● **DIRECTIVE**
Exactly reproduce the lines beginning with the line that includes "of the sunlight" and ending with the last line of the data.
::::
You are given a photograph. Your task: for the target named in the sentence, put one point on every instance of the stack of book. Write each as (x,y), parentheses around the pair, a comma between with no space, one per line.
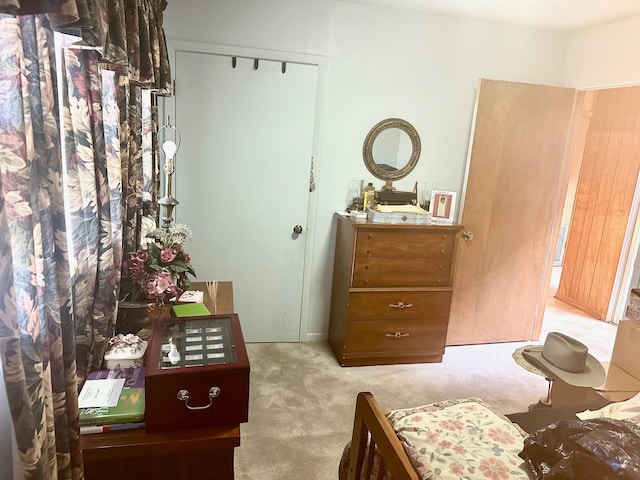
(128,413)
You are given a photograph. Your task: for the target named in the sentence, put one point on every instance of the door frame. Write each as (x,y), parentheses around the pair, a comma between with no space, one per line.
(167,111)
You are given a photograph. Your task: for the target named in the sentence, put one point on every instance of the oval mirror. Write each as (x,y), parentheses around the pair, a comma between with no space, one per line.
(391,149)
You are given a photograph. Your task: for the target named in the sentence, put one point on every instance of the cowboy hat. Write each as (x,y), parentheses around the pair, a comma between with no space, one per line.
(567,359)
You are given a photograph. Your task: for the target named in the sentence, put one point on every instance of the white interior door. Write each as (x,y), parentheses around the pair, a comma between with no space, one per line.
(242,180)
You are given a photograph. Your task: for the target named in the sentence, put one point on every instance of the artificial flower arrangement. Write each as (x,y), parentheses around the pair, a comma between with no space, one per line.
(160,269)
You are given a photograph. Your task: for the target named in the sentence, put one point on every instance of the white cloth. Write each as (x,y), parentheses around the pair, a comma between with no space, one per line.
(618,410)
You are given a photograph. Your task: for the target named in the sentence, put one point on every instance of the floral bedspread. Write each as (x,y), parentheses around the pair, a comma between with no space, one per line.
(460,439)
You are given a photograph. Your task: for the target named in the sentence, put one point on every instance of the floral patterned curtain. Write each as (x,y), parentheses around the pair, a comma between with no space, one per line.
(92,147)
(43,308)
(36,325)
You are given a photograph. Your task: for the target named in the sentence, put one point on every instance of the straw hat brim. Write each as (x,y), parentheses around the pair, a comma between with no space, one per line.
(592,375)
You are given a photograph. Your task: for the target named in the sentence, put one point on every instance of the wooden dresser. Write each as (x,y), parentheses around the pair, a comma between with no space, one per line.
(392,287)
(205,452)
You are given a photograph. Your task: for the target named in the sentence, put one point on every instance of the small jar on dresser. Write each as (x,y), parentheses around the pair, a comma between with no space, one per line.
(391,295)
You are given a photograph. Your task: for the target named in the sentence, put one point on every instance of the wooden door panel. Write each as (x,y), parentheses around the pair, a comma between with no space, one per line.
(606,186)
(513,192)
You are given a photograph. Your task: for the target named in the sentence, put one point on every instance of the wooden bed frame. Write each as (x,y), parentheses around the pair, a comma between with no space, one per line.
(372,433)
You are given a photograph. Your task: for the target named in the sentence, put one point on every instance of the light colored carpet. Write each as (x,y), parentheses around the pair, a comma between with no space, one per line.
(302,402)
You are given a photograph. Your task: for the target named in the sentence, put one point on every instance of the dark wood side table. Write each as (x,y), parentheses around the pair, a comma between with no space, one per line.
(205,453)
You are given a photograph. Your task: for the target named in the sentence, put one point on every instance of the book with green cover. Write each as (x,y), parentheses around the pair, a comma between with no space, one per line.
(190,310)
(130,408)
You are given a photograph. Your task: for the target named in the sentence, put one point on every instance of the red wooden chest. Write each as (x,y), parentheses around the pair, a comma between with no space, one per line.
(197,374)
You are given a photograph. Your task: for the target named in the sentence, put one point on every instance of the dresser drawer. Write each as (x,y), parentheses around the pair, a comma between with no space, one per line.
(401,272)
(403,243)
(396,336)
(399,305)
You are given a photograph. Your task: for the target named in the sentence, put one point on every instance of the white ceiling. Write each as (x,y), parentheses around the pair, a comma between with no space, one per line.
(565,15)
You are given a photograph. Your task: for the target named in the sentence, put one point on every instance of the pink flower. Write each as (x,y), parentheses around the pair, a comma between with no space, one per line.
(167,255)
(135,268)
(451,424)
(500,436)
(445,444)
(432,437)
(494,469)
(456,469)
(459,449)
(157,285)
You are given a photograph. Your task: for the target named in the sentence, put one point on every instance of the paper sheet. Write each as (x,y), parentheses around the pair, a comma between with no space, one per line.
(401,209)
(100,393)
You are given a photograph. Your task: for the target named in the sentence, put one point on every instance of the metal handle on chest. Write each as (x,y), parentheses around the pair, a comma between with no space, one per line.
(396,335)
(183,396)
(401,305)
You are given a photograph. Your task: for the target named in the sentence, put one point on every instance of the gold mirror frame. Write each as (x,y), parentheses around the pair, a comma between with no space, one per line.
(367,149)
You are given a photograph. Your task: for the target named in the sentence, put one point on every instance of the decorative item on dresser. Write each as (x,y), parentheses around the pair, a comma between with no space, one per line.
(203,452)
(392,287)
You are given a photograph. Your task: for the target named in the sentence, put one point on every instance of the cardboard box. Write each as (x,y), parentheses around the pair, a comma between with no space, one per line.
(626,349)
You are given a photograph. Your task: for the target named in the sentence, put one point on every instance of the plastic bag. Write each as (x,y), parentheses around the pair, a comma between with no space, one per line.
(598,449)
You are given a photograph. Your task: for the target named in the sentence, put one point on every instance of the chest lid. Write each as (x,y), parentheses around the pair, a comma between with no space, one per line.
(194,343)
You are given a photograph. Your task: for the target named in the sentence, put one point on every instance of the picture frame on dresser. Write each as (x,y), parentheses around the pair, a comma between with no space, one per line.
(442,206)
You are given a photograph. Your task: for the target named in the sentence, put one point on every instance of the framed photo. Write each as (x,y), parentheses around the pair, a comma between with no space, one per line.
(442,206)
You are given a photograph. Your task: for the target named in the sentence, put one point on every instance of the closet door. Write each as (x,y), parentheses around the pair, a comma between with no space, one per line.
(604,195)
(242,180)
(514,191)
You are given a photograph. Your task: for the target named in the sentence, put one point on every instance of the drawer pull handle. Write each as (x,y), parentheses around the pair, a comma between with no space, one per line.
(183,396)
(401,305)
(396,335)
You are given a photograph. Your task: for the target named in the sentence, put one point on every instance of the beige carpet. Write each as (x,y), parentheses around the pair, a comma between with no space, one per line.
(302,402)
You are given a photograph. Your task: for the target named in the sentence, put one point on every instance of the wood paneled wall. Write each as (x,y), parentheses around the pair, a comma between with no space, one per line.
(607,182)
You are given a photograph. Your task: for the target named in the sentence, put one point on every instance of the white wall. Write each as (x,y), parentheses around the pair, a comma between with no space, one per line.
(380,63)
(604,56)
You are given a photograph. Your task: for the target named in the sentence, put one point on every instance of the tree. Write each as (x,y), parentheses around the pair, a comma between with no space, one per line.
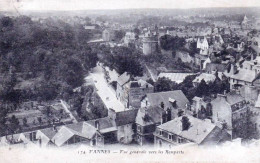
(14,124)
(39,119)
(25,122)
(185,123)
(3,114)
(119,34)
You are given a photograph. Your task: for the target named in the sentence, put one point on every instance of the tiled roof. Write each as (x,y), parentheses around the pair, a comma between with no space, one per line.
(233,98)
(215,67)
(126,117)
(83,128)
(104,123)
(244,75)
(154,114)
(155,99)
(63,135)
(124,78)
(49,132)
(206,77)
(197,132)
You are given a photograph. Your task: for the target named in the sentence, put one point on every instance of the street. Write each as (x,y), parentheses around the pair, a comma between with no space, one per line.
(106,93)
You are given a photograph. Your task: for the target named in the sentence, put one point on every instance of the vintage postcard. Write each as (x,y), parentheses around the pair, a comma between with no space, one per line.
(130,81)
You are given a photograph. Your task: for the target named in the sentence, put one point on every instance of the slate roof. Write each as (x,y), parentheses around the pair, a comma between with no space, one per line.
(244,75)
(197,132)
(207,77)
(83,128)
(233,98)
(155,99)
(176,77)
(104,123)
(124,78)
(63,135)
(49,132)
(154,114)
(215,67)
(126,117)
(138,84)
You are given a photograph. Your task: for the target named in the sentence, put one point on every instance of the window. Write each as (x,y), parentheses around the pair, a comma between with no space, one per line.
(170,136)
(139,128)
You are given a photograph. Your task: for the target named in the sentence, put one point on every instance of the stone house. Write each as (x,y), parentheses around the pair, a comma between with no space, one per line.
(187,129)
(125,123)
(173,102)
(146,121)
(130,93)
(231,112)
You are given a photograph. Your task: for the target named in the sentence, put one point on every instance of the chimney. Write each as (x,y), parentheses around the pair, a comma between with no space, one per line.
(185,123)
(97,124)
(55,128)
(222,96)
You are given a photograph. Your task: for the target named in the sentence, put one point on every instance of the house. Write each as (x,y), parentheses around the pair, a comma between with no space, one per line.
(203,76)
(203,45)
(242,77)
(201,108)
(107,128)
(175,77)
(130,93)
(230,111)
(107,35)
(187,129)
(16,140)
(129,38)
(45,136)
(146,121)
(121,81)
(175,102)
(125,123)
(212,68)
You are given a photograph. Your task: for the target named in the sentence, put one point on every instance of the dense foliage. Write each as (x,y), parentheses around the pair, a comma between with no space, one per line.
(50,56)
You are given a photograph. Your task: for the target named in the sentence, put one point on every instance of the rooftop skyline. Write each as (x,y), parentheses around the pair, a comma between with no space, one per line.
(38,5)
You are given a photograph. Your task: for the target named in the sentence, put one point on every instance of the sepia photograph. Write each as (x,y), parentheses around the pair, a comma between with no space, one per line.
(130,81)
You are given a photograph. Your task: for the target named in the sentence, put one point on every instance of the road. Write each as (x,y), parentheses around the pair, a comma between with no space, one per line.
(106,93)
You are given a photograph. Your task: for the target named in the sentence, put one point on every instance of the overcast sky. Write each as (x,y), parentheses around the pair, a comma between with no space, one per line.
(122,4)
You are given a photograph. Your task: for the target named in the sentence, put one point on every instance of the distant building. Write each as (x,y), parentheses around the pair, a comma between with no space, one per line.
(129,38)
(203,45)
(203,76)
(150,43)
(175,77)
(146,121)
(125,123)
(130,93)
(230,111)
(187,129)
(106,35)
(174,102)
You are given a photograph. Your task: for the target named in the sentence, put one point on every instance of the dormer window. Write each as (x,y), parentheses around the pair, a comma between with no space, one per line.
(170,136)
(161,132)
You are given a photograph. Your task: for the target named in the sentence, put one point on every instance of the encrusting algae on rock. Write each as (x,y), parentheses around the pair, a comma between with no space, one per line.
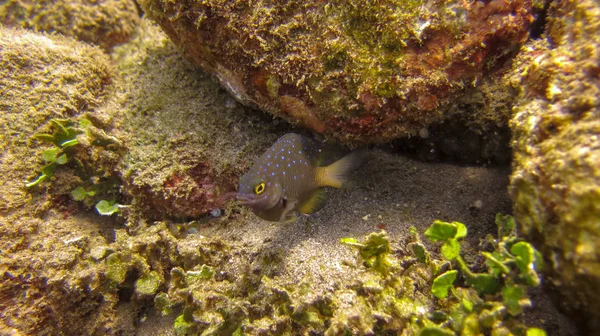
(288,177)
(354,70)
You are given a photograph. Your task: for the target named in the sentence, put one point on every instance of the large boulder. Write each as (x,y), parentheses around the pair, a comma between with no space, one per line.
(49,285)
(354,70)
(555,182)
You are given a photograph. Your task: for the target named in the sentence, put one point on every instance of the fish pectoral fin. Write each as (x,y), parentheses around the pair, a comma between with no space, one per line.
(314,203)
(336,174)
(289,206)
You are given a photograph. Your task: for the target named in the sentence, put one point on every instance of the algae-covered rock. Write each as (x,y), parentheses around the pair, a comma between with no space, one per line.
(49,284)
(555,183)
(187,139)
(105,23)
(63,79)
(357,71)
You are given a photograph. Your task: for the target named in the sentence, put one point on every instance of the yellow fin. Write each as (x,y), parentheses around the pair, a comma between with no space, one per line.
(336,174)
(314,203)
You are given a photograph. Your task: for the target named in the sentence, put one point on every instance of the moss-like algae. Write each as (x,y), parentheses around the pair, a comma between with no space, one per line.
(357,71)
(555,183)
(105,23)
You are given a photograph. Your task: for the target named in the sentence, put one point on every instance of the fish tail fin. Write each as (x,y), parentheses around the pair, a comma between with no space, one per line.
(336,175)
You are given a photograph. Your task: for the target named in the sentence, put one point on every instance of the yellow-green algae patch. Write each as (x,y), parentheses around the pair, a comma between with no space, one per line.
(555,183)
(187,139)
(105,23)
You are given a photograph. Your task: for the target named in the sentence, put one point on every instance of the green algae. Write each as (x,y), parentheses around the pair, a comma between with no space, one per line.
(105,23)
(554,185)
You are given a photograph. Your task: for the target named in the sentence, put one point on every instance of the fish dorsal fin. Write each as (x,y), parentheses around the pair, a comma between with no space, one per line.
(314,203)
(336,174)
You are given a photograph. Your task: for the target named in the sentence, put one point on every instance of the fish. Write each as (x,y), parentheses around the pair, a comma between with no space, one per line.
(289,178)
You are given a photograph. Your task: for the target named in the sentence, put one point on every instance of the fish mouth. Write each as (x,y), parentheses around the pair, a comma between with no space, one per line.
(246,200)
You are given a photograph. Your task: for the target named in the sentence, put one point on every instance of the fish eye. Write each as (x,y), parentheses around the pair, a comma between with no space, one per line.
(259,188)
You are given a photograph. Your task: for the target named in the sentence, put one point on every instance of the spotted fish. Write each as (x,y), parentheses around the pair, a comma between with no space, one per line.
(288,178)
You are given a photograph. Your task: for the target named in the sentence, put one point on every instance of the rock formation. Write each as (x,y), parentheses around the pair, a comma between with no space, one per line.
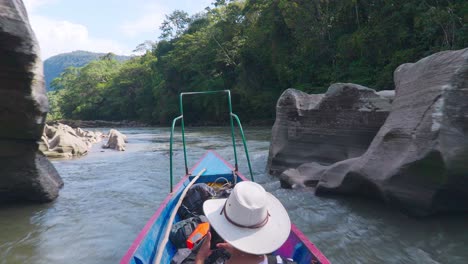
(116,140)
(418,159)
(25,174)
(62,141)
(325,128)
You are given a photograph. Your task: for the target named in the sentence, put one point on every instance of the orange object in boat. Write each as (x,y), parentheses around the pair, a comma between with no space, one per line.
(198,234)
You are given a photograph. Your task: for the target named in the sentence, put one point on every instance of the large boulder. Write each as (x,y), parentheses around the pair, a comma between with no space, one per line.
(25,174)
(418,160)
(116,140)
(325,128)
(62,141)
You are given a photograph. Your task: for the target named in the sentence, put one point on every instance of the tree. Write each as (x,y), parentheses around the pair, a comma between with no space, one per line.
(174,24)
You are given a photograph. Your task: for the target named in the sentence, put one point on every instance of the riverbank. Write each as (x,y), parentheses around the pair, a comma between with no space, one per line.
(109,196)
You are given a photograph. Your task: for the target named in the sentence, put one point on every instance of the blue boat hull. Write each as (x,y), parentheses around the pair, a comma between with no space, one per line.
(145,246)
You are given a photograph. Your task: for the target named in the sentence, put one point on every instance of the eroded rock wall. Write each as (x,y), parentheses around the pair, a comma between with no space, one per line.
(325,128)
(25,174)
(419,159)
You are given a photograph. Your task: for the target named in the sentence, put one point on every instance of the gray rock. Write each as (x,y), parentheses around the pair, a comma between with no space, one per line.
(25,174)
(325,128)
(62,141)
(418,160)
(116,140)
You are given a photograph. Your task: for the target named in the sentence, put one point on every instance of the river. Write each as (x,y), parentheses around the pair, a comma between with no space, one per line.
(108,197)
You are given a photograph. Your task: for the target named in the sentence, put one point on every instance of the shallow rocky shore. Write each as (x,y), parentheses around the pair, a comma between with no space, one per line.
(98,123)
(63,141)
(417,160)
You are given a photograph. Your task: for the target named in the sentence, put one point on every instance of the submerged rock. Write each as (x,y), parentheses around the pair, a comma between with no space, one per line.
(116,140)
(418,160)
(325,128)
(25,174)
(62,141)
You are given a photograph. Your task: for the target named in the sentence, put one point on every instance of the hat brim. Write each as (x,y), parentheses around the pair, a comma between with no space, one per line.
(257,241)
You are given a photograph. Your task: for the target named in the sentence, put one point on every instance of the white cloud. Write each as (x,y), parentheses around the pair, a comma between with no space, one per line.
(57,37)
(147,23)
(32,5)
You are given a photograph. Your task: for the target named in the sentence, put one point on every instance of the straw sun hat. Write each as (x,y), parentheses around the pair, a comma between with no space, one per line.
(251,219)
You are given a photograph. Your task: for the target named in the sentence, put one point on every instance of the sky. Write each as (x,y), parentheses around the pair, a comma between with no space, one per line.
(116,26)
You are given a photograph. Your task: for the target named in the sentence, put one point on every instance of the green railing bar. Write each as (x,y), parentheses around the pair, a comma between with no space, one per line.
(236,166)
(245,144)
(232,115)
(181,105)
(170,147)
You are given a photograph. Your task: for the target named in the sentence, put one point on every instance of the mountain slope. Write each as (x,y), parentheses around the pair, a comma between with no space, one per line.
(55,65)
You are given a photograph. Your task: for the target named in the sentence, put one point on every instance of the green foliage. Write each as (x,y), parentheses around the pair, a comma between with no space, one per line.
(55,65)
(258,48)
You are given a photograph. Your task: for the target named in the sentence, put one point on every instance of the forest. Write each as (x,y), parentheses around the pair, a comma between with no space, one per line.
(257,49)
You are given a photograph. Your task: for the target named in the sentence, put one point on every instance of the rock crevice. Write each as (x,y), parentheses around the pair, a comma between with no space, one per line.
(418,159)
(25,174)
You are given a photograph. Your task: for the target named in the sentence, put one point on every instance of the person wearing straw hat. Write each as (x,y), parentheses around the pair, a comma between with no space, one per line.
(251,221)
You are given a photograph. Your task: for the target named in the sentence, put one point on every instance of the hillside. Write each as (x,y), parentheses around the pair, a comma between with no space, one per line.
(55,65)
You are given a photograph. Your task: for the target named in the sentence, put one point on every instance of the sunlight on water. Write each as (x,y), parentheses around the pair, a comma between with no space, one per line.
(109,196)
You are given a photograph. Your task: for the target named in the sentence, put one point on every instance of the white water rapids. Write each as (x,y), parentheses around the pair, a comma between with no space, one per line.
(109,196)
::::
● **SOLUTION TO THIS PROBLEM**
You are given a photograph. Your task: for the target named in the sentence, put one point on every instance of the sunlight on water. Write each as (x,y), parentheses around the pair, a comma between with no space, one per line.
(109,196)
You are given a photograph. Your task: for the target named in the sentence, put one point on every instance of the white water rapids. Write each as (x,y), parentheses around the pair, a comma between with no space, one per line.
(109,196)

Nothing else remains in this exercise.